DO THIS:
Update the passage of the GPU swap post that starts at "Now, I will" and ends at "with 3D Coat?", replacing "the new card" with "the GTX 670".

SELECTED EXTRACT:
§
I jsut had to swap my GPUs. I use a GTX 580 in my Work rig, and a GTX 670 in my Gaming rig. Now, I kept the older card in my work rig because it is one of the last consumer level cards with ungimped CUDA double precision speed. I asked this before in this forum and nobody could tell me the exact answer, if 3D Coat needs double precision calculations or not.

 

Now I reached VRAM limits with my GTX 580, which has a rather limited 1,5G of VRAM. After thinking of ways to cut down on VRAM used by combining objects or reducing resolution, I came to the conclusion that for now, I still needed as many separate objects and high resolution for my current hard poly sculpt as I could get. The only solution therefore was to swap the GPU with my GTX 670 with 2G of VRAM, which would give me 33% more VRAM headroom. The GPU Speed itself is more or less comparable, the GTX 670 is actually slightly faster in games thanks to optimizations.

 

The only big downside of the GTX 670 is the gimped floating point (double precision) calc speed.

 

 

Now, I will try to update this thread with my observations about using the new card. I didn't make exact measurments with the old card, so don't expect exact numbers. If there is a small difference I might not notice. If the difference is big, I will be able to tell you. The question I am trying to answer here is: Has the lowered FP (double precision) speed of newer Nvidia cards any effect on working with 3D Coat?
§
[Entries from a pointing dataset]
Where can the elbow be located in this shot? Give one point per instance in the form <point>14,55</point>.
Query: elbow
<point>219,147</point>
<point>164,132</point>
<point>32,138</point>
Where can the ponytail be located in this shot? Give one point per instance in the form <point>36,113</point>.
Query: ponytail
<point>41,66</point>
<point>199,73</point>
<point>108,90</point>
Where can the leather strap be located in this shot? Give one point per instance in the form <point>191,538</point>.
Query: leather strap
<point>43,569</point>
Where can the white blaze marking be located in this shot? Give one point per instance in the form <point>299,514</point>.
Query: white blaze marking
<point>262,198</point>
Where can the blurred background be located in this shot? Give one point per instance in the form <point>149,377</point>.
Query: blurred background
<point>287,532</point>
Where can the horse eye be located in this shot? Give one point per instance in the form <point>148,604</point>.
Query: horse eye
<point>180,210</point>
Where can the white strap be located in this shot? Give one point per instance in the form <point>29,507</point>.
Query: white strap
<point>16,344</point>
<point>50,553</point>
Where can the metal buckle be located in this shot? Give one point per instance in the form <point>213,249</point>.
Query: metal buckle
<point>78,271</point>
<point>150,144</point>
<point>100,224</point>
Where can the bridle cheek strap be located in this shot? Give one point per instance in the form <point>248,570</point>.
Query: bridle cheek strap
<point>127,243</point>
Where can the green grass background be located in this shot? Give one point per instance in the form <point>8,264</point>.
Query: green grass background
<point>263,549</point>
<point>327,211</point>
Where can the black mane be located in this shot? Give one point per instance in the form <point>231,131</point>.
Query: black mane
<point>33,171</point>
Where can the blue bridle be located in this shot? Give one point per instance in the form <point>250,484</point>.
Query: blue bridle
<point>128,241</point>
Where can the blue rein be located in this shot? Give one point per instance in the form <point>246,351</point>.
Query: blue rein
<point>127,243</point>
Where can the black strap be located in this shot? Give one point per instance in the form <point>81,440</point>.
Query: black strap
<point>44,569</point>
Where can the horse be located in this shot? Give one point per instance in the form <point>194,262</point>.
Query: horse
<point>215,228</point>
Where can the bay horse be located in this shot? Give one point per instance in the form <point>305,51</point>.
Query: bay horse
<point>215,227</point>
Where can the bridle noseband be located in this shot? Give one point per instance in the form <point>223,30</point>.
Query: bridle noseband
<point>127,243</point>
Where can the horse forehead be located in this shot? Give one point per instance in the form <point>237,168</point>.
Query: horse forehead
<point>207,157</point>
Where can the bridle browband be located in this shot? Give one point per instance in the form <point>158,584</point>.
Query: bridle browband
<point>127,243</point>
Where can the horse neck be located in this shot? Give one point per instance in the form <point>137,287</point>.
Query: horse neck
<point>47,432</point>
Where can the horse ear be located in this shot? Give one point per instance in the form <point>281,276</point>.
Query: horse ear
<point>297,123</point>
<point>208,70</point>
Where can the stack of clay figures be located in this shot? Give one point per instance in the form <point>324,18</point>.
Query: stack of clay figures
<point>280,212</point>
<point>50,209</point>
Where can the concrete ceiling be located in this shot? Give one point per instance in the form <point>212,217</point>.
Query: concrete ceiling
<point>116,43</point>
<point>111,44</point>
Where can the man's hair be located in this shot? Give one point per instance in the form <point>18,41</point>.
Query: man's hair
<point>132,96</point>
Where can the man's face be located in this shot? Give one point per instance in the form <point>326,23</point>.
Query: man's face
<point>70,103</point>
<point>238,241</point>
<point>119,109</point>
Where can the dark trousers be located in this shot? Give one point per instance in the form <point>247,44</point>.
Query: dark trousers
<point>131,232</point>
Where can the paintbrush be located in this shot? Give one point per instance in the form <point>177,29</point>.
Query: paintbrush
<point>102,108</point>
§
THE ANSWER:
Now, I will try to update this thread with my observations about using the GTX 670. I didn't make exact measurments with the old card, so don't expect exact numbers. If there is a small difference I might not notice. If the difference is big, I will be able to tell you. The question I am trying to answer here is: Has the lowered FP (double precision) speed of newer Nvidia cards any effect on working with 3D Coat?